(Location annotation dataset excerpts)

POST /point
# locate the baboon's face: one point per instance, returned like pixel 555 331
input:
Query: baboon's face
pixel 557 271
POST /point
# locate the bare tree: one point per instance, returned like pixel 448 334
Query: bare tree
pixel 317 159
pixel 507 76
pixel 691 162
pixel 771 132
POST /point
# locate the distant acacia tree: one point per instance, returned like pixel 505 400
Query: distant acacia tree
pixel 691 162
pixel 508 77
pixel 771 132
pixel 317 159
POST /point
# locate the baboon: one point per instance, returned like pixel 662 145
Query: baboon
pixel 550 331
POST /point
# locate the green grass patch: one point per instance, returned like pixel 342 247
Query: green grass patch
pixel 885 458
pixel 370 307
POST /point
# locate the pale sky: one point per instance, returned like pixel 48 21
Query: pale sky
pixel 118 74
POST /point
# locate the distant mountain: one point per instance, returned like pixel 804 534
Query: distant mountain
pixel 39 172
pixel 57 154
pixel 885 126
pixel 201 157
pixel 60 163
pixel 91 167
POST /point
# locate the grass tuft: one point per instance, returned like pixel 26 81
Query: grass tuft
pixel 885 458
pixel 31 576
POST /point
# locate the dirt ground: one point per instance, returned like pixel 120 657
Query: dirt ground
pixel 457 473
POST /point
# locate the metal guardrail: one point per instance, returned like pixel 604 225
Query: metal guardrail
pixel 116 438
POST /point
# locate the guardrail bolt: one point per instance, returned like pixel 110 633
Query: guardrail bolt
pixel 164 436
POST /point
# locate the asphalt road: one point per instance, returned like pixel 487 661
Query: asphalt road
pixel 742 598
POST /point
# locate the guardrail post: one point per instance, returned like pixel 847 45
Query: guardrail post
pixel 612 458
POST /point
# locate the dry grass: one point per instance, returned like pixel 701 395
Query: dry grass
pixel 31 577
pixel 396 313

Written request: Recast the data above as a two-column CSV with the header query_text,points and one row for each POST /point. Put each field in double quotes and turn any line breaks into spaces.

Answer to the exercise:
query_text,points
"POST /point # locate the baboon's face: one point per instance, returned like pixel 555 331 input: Query: baboon's face","pixel 557 271"
"POST /point # locate the bare tree: one point per instance, returned like pixel 448 334 Query: bare tree","pixel 317 159 pixel 507 76 pixel 691 162 pixel 771 132"
"POST /point # locate the distant acacia tree: one point per instance, returned like pixel 505 400 Query: distant acacia tree","pixel 691 162 pixel 508 77 pixel 771 132 pixel 317 159"
"POST /point # locate the baboon: one point per instance, returned like pixel 662 145 Query: baboon","pixel 550 331"
"POST /point # locate the green grass patch: one point per instance, returned like pixel 342 247 Query: green grass patch","pixel 885 458 pixel 370 307"
"POST /point # locate the pale sky: one point per instance, returned like pixel 48 21 Query: pale sky","pixel 118 74"
"POST /point # locate the distant mountain: one point per instance, returned like pixel 804 534 Query: distant mountain","pixel 39 172 pixel 57 154 pixel 885 126 pixel 201 157 pixel 60 163 pixel 91 167"
"POST /point # locate the grass tuft: one point per instance, returned like pixel 26 81 Query: grass tuft","pixel 885 458 pixel 31 576"
"POST /point # locate the dirt ground: one point per instance, returned like pixel 120 657 Query: dirt ground","pixel 457 473"
"POST /point # locate the metal guardrail: one point per instance, returned like pixel 604 225 Query: metal guardrail","pixel 116 438"
"POST /point # locate the guardrail bolt: one point per instance, returned like pixel 110 633 Query: guardrail bolt","pixel 164 436"
"POST /point # locate the asphalt road: one point per instance, returned like pixel 487 661 Query: asphalt road","pixel 742 598"
"POST /point # locate the guardrail post: one point per instance, returned like pixel 847 45 Query: guardrail post","pixel 612 458"
"POST /point # locate the dry grass: one point per instance, returned like pixel 701 395 Query: dry grass","pixel 31 577 pixel 396 313"